Pull out every line of the items below that contains the string "windshield", and copy each such line in full.

(Coordinate annotation records)
....................

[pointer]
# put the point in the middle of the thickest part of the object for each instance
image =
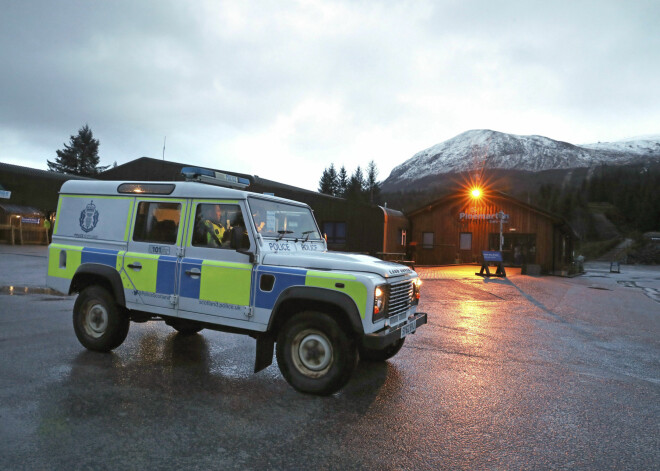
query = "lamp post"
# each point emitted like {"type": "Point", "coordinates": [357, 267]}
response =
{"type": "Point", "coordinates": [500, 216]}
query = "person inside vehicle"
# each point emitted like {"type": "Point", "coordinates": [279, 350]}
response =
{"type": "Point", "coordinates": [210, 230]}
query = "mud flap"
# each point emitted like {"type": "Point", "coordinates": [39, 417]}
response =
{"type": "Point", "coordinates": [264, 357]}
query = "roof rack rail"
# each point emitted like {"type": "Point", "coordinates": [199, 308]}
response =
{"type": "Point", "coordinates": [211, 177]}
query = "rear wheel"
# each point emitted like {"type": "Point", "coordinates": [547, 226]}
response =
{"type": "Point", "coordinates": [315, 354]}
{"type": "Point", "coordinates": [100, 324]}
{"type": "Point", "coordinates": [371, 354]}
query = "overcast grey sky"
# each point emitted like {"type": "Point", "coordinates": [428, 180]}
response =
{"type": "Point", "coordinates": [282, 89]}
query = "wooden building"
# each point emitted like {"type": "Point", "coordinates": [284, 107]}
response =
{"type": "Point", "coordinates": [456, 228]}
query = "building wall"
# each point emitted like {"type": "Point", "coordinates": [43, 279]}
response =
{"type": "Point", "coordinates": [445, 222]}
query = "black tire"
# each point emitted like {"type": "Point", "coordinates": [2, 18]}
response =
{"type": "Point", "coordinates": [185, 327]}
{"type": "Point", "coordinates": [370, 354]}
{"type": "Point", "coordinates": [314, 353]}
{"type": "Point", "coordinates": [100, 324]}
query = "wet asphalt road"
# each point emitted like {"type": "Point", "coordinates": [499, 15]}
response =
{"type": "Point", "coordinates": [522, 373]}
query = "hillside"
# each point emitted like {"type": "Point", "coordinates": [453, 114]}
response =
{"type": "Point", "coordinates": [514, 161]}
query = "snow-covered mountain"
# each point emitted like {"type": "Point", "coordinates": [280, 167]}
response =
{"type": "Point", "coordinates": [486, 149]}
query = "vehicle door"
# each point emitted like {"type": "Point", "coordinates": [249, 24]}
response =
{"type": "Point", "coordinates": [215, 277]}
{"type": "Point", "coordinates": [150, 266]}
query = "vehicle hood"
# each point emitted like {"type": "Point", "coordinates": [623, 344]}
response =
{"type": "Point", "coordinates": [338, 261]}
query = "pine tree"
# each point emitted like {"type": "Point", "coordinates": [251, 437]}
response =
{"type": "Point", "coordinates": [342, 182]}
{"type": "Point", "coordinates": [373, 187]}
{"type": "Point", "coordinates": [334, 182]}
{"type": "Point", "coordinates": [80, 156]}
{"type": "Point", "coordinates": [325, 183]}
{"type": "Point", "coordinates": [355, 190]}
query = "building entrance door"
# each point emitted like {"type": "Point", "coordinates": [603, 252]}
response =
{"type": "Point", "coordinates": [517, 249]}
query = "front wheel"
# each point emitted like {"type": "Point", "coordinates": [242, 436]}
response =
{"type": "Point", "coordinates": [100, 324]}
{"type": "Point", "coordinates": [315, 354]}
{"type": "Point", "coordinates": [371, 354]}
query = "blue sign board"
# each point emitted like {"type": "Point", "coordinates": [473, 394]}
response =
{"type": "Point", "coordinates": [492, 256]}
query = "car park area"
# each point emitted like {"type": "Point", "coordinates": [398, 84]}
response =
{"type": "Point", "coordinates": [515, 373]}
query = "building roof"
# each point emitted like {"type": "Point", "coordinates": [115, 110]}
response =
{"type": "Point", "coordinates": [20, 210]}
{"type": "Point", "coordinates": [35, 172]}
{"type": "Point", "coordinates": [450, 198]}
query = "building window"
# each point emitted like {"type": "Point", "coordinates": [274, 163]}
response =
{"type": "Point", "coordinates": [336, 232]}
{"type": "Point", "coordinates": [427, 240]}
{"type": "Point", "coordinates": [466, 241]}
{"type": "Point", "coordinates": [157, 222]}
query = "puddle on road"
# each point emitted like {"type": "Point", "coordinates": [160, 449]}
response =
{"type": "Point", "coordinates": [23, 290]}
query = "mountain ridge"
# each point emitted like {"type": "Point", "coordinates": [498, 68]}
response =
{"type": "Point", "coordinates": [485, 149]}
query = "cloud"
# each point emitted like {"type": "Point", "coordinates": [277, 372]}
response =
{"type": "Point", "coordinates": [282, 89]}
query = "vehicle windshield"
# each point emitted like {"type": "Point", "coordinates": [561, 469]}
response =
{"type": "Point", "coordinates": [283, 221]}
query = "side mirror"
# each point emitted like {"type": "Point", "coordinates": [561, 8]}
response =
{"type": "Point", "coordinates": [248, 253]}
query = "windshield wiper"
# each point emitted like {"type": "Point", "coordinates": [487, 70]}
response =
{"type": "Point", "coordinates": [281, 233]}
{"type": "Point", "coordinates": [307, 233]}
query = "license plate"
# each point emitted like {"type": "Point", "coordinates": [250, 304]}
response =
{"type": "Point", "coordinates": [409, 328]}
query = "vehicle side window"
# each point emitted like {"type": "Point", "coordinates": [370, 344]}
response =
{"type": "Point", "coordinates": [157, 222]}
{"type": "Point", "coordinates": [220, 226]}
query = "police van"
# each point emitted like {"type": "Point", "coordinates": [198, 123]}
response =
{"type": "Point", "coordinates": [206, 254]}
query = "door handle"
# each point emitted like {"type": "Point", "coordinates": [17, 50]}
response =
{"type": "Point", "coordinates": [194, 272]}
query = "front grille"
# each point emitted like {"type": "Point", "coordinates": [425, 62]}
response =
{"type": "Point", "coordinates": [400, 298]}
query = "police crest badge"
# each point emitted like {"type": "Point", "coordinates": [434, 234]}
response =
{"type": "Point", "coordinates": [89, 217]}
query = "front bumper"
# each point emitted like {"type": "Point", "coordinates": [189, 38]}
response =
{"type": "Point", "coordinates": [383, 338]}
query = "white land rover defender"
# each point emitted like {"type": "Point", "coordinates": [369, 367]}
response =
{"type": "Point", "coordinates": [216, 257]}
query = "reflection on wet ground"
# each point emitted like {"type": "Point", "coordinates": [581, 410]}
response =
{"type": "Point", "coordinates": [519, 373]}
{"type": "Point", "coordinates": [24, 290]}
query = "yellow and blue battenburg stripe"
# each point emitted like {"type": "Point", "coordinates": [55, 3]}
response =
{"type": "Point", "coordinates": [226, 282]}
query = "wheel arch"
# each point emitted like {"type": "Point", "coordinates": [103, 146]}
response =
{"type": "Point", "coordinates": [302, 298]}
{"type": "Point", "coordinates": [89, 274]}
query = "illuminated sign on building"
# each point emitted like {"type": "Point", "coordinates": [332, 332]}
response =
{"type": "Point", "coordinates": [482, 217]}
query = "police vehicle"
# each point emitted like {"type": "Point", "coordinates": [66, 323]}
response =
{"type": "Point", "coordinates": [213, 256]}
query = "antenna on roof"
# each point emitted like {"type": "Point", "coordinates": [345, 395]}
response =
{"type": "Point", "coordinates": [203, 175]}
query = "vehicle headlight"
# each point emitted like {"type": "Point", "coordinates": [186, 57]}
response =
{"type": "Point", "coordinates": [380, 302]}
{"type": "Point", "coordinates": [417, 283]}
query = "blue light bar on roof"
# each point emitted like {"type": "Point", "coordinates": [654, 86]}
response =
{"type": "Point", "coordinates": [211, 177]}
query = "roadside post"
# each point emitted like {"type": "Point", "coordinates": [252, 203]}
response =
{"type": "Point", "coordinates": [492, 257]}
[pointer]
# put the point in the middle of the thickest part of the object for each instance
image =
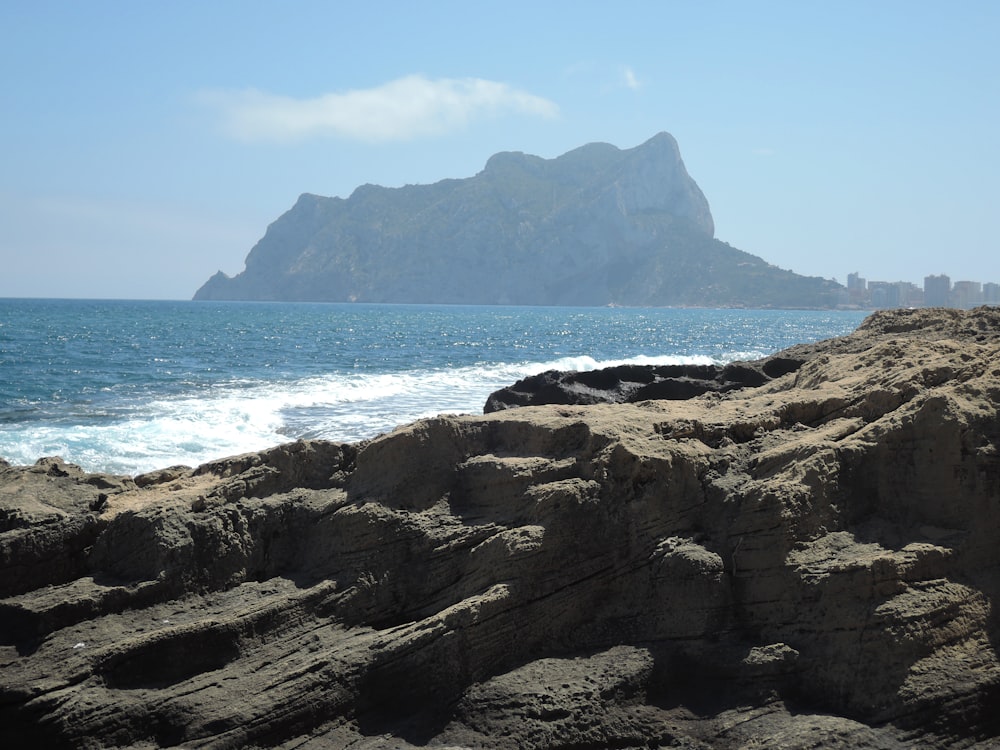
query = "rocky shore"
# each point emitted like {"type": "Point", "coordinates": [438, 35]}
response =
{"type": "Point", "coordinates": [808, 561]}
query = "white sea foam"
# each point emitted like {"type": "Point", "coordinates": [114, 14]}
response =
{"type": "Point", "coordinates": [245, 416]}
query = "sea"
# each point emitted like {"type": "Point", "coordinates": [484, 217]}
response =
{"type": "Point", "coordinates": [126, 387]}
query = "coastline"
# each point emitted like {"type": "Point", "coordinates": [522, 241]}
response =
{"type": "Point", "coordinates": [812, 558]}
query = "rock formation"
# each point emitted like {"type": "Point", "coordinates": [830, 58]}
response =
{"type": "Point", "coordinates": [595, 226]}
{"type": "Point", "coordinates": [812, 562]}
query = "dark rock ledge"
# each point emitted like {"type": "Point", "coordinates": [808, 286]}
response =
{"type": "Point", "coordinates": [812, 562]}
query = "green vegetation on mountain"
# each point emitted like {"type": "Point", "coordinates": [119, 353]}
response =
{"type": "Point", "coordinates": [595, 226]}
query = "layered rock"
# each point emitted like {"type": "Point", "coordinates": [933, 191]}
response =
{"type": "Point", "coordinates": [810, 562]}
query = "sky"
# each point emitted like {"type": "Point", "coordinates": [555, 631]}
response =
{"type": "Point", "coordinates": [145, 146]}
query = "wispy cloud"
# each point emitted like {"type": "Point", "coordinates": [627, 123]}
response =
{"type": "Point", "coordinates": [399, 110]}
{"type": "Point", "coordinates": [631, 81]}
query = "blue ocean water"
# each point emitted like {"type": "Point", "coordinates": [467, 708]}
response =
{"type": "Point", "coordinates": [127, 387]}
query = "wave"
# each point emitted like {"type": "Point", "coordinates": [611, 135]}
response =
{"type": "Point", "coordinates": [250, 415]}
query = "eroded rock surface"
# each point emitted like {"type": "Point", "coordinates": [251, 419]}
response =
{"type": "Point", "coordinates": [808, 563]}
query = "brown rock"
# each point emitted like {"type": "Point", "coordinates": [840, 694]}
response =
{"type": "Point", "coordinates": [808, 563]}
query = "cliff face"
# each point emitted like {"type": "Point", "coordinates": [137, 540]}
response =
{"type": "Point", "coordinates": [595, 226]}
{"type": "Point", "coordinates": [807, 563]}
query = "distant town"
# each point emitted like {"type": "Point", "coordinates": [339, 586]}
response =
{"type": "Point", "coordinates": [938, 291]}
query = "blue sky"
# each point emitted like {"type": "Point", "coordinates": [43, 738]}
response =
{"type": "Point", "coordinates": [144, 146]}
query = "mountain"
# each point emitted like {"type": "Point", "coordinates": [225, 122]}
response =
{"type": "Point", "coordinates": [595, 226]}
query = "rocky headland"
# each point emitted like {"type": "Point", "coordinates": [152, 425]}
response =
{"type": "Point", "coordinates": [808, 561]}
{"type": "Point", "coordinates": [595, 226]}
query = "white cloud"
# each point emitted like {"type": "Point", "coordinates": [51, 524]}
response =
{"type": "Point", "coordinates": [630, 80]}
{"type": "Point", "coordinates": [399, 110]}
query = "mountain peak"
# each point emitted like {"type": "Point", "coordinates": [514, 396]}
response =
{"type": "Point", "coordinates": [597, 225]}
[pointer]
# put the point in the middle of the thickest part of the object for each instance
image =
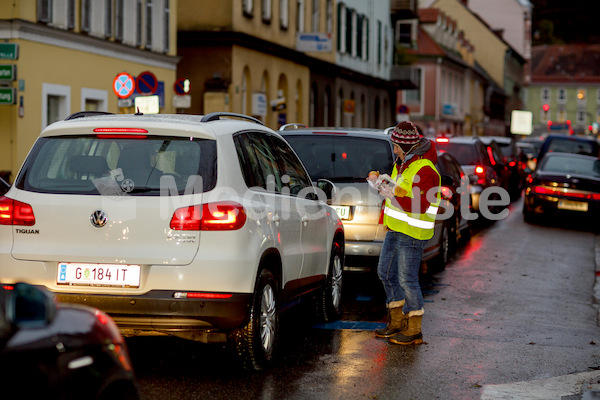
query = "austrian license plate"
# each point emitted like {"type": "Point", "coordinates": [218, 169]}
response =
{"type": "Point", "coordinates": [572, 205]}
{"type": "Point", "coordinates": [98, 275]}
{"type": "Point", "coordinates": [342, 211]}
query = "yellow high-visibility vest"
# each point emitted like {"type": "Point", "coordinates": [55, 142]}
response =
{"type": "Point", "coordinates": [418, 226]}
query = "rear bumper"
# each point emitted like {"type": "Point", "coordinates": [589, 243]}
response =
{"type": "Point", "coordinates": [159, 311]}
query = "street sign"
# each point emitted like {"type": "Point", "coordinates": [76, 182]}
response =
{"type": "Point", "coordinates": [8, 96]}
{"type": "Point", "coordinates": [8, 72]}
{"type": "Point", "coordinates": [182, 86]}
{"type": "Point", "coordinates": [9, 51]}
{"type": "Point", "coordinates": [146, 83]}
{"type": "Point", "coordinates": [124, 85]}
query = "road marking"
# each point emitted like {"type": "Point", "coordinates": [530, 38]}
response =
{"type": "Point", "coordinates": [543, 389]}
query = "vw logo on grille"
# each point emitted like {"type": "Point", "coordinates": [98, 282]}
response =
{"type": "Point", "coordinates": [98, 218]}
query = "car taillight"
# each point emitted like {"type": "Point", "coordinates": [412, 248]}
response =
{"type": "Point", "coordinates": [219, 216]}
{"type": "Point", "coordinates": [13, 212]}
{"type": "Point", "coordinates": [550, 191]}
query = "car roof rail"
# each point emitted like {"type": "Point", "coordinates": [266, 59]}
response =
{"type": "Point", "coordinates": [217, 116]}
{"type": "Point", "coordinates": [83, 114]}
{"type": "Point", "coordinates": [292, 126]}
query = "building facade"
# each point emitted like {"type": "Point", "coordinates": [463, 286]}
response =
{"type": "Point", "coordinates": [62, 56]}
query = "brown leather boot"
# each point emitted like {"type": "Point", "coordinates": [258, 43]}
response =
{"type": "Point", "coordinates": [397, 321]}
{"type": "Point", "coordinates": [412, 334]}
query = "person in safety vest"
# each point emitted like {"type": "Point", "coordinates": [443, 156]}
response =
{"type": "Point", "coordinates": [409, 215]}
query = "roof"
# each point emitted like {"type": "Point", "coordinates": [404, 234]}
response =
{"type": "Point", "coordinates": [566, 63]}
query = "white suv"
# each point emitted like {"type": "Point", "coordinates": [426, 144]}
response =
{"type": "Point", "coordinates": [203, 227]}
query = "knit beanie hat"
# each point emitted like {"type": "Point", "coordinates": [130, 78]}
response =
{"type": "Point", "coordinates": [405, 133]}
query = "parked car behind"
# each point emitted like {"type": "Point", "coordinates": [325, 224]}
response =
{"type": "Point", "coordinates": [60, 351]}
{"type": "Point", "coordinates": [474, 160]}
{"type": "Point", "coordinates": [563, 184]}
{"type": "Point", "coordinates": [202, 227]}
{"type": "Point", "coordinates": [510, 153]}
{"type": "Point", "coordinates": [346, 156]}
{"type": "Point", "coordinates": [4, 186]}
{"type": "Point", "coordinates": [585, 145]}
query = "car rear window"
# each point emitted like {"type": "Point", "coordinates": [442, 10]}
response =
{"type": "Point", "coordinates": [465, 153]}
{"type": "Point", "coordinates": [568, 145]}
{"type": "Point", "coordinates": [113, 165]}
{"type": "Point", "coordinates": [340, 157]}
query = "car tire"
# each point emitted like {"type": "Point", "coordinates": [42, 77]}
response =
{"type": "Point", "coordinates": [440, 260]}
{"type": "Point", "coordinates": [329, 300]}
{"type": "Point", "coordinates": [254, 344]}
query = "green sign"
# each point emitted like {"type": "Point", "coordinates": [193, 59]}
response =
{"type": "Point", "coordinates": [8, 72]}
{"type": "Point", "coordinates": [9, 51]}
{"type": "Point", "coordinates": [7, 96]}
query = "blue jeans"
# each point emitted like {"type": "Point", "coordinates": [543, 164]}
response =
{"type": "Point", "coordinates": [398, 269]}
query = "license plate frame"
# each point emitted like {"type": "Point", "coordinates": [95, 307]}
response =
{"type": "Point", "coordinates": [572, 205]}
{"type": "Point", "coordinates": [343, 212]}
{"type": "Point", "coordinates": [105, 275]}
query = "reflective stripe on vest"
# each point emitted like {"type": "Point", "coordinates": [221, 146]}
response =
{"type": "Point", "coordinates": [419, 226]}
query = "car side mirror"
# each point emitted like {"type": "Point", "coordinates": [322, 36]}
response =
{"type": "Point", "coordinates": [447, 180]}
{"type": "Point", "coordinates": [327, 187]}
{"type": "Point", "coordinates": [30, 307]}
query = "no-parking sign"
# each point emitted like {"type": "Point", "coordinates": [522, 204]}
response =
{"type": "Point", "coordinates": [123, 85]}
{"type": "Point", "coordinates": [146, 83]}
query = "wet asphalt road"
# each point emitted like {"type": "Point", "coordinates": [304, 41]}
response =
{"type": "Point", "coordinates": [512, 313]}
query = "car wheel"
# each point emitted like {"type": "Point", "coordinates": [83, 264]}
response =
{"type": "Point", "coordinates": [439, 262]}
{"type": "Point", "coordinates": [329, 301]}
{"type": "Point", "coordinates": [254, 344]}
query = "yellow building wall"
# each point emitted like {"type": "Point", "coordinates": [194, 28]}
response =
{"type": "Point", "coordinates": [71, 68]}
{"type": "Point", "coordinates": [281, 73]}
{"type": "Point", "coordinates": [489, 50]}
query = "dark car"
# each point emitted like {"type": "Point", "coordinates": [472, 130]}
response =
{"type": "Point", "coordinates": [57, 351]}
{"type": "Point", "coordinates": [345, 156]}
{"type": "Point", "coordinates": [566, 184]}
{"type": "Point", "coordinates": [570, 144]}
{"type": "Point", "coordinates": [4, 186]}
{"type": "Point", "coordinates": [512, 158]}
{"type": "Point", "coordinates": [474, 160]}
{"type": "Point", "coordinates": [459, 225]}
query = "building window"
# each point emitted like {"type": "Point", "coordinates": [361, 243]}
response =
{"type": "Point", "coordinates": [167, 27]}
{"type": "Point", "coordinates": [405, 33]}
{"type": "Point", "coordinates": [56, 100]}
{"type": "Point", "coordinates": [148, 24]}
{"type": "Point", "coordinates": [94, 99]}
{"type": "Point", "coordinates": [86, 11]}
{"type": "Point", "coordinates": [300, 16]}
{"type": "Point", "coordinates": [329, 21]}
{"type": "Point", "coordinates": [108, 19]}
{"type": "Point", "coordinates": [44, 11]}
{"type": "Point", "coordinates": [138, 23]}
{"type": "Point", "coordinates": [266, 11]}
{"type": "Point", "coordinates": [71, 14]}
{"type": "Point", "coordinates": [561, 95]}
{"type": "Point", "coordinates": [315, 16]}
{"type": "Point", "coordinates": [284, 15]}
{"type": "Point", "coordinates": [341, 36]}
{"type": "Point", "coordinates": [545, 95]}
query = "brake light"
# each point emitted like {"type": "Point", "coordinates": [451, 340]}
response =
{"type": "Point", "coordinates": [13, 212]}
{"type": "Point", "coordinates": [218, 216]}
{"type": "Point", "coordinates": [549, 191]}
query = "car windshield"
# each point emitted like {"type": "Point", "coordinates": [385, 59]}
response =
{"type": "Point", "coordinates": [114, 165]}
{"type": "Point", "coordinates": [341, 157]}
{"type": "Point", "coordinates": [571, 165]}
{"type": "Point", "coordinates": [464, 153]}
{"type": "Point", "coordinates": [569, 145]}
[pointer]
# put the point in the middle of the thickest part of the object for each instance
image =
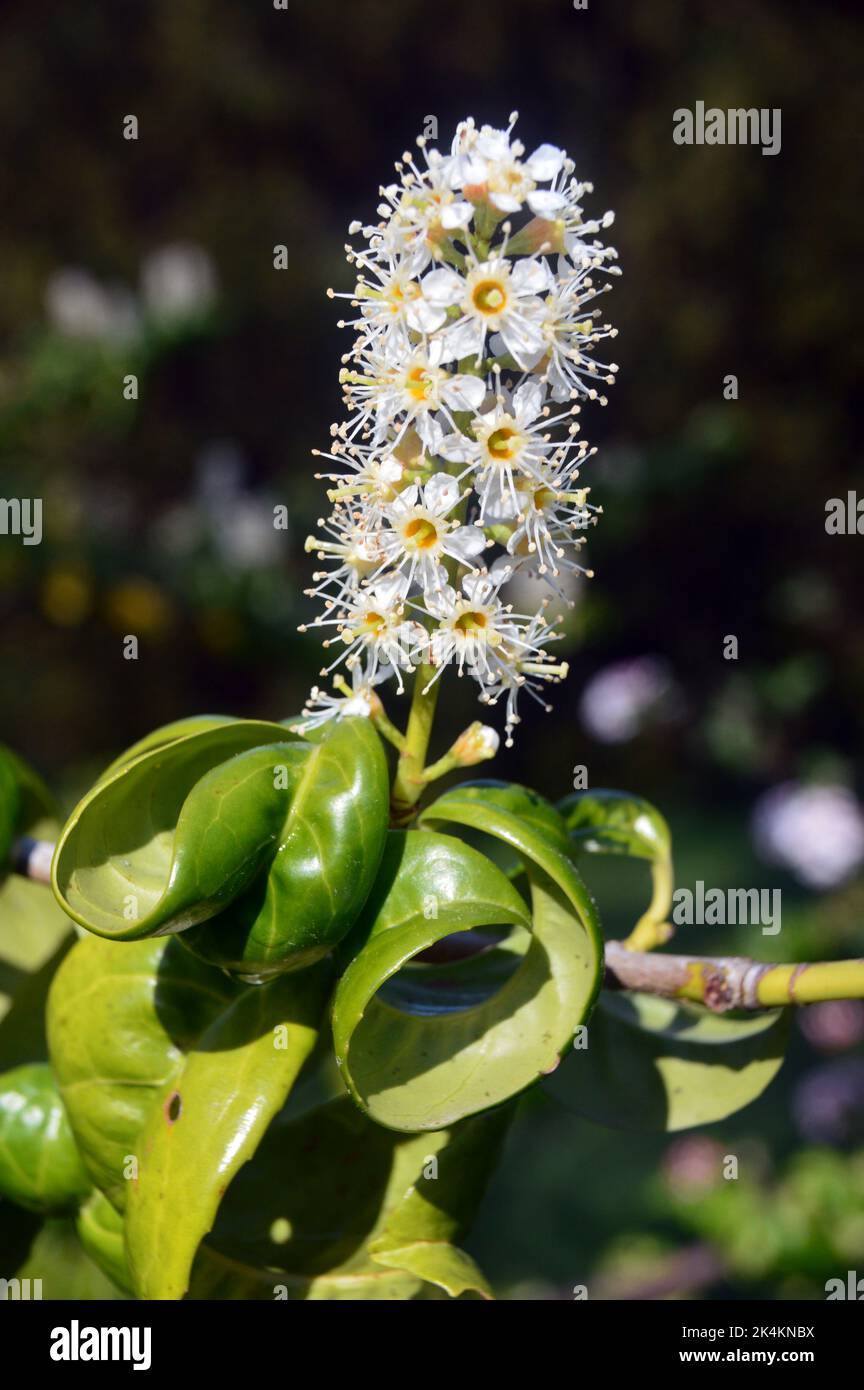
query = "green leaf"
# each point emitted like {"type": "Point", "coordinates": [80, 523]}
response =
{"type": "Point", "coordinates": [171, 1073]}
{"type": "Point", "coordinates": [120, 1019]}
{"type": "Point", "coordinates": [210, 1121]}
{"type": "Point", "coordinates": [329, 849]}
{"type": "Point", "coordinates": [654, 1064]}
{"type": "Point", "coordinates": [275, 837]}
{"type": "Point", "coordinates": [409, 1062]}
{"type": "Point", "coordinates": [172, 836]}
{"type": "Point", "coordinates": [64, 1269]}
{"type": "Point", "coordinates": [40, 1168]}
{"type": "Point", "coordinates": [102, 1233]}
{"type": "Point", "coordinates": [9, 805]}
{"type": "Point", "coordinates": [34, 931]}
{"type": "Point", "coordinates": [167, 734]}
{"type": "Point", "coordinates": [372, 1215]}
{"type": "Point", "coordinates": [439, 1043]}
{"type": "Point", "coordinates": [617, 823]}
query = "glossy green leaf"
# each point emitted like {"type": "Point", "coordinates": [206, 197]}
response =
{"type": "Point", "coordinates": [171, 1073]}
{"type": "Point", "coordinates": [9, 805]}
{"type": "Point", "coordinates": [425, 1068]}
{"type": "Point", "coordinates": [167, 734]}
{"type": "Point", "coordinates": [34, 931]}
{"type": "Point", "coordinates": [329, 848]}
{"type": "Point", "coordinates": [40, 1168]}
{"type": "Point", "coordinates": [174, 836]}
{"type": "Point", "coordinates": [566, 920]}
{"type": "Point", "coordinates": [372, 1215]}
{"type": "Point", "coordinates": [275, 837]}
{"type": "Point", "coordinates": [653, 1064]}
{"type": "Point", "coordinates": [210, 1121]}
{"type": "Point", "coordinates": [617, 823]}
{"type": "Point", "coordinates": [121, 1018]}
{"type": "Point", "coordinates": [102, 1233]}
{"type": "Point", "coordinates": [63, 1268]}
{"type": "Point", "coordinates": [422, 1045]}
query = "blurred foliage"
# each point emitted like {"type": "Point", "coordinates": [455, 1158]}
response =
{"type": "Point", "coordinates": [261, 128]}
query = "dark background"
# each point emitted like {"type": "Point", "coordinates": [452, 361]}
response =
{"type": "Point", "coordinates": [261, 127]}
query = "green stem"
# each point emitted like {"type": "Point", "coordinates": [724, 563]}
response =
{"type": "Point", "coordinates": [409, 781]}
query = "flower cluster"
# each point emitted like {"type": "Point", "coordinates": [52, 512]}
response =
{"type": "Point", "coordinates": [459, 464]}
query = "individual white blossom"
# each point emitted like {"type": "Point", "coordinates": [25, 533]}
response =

....................

[Response]
query = "vehicle windshield"
query = "windshield wiper"
query = "car windshield"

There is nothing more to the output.